** start of MATERIAL TO PROCESS **
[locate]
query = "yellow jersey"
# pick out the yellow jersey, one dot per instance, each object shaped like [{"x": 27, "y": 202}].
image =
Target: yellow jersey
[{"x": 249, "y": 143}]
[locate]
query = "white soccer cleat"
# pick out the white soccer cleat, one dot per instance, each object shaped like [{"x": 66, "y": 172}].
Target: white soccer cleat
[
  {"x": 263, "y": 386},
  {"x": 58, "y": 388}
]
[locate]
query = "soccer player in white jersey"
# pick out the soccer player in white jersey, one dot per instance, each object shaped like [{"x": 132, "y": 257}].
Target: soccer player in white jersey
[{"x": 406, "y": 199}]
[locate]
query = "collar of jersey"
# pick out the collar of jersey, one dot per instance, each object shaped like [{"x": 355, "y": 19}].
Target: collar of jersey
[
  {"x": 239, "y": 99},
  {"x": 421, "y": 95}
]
** end of MATERIAL TO PROCESS **
- [WHAT IS BEING ASKED]:
Pull out every line of the entries above that contains the string "Target", matching case exactly.

- [RESPONSE FOR THIS EXERCISE]:
Target: yellow jersey
Target: white soccer cleat
Target: soccer player in white jersey
Target: collar of jersey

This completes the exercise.